Segment Start: Quoted passage

More Trouble is a 1918 American silent situation comedy film directed by Ernest C. Warde based on a story by Edgar Franklin and adapted for the screen by Ouida Bergère. The film was released by Pathé Exchange in July 1918, but had a pre-release screening at New York's Rivoli Theatre in May of that same year.

==Plot==
As described in film magazines, wealthy steel-mill owner, Lemuel Deering (Keenan), welcomes his son Harvey (Gilbert) back from college. Not long after Harvey arrives home, bills begin rolling in for all sorts of vices: alcohol, pool, cigars, etc. Thinking his son an upstanding young citizen, Lemuel is appalled and Harvey denies that he had anything to do with the bills. Eventually, a bill comes in for $25,000. Lemuel refuses to pay and the bank forecloses on his mill.

Harold, Harvey's friend from college, shows up and admits that he has been forging Harvey's signature because his own father has cut him off. Harold had trusted that Harvey would not turn him in out of loyalty as a fraternity brother.

Segment End: Quoted passage

Questions on the material:
1. Copy down the passage from the More Trouble film text starting at "More Trouble is" and ending at "that same year.".
2. Take the account of the film More Trouble further, picking up right after its last sentence.

Segment Start: Data for analysis

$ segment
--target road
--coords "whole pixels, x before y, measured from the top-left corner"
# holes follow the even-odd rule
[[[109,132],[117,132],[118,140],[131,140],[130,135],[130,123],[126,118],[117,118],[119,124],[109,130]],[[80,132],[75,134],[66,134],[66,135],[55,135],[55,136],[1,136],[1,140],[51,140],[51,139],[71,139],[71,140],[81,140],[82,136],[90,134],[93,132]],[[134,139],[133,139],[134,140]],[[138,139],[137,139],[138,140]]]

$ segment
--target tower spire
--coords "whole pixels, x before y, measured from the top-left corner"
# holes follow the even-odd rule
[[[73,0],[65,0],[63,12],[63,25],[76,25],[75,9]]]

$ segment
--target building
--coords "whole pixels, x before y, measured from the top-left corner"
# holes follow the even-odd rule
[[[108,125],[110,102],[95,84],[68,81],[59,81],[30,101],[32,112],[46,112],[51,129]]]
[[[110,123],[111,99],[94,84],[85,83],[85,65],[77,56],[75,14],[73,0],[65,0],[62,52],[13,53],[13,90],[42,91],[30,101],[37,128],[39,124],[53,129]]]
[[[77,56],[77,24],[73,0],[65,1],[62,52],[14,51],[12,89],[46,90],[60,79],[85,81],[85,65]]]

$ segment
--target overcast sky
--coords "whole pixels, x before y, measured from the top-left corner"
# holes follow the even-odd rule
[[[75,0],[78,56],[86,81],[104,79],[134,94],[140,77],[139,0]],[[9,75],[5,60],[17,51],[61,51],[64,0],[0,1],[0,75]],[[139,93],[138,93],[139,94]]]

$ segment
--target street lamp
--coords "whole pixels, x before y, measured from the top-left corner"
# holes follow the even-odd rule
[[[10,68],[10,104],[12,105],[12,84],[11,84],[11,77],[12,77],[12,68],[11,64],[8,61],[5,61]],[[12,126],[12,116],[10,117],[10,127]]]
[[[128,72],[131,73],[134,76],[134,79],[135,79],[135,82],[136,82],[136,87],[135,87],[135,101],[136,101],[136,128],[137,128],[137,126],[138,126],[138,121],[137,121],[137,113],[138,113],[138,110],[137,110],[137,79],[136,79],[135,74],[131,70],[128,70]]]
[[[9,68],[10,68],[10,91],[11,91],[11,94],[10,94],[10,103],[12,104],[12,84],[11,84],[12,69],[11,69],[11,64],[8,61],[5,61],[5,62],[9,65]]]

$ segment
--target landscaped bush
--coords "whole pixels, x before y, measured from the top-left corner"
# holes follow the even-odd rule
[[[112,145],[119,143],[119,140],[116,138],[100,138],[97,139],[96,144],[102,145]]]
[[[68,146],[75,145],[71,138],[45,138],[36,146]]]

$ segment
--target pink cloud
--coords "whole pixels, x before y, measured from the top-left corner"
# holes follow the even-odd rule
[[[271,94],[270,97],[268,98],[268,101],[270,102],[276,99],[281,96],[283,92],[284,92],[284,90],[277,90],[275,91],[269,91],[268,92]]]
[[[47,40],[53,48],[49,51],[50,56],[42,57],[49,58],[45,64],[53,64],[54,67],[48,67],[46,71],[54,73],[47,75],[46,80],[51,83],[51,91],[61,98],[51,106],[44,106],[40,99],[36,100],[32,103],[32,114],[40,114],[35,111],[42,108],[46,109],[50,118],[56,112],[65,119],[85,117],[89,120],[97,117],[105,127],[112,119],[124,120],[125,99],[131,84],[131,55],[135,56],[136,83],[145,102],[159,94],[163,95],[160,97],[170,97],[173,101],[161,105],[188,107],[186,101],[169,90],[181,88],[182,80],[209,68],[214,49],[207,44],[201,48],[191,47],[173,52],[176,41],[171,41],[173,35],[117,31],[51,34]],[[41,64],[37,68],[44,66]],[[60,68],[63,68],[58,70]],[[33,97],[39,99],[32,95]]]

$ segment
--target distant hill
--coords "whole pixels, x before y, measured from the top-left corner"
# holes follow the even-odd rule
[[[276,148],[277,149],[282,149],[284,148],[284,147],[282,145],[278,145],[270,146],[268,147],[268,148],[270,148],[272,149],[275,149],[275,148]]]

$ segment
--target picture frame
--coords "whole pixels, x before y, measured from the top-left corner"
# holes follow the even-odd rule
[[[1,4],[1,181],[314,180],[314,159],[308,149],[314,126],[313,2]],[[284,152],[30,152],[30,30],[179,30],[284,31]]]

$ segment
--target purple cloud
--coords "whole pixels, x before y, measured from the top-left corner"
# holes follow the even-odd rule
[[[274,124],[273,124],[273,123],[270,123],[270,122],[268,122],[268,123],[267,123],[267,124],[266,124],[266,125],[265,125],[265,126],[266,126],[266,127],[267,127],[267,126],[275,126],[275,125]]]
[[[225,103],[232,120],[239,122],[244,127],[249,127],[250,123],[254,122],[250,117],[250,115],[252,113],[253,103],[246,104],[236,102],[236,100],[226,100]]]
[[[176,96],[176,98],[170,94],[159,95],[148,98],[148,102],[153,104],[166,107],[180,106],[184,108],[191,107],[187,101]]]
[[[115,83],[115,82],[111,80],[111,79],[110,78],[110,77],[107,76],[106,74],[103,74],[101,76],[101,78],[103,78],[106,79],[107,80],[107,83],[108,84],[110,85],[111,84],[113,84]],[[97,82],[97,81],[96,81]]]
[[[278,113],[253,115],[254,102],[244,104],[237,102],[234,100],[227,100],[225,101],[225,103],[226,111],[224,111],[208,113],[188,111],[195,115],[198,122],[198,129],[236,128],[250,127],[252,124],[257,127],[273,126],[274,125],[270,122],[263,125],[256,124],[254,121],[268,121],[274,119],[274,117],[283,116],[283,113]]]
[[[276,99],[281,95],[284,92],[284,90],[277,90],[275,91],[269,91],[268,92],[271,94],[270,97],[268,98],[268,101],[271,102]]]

Segment End: Data for analysis

Answer list:
1.
More Trouble is a 1918 American silent situation comedy film directed by Ernest C. Warde based on a story by Edgar Franklin and adapted for the screen by Ouida Bergère. The film was released by Pathé Exchange in July 1918, but had a pre-release screening at New York's Rivoli Theatre in May of that same year.

2.
==Cast==
- Frank Keenan as Lemuel Deering
- John Gilbert as Harvey Deering
- Ida Lewis as Mrs. Deering
- Roberta Wilson as Miriam Deering
- Joseph J. Dowling as Cecil Morrowton
- Jack Rollens as Harold Morrowton
- Helen Dunbar as Mrs. Morton Wells
- Albert Ray as Jack Wells
- Clyde Benson as Barnabas Bandwig
- Aggie Herring as Mary
- Lule Warrenton as The Housekeeper

==Preservation==
With no prints of More Trouble located in any film archives, it is considered a lost film. In February 2021, the film was cited by the National Film Preservation Board on their Lost U.S. Silent Feature Films list.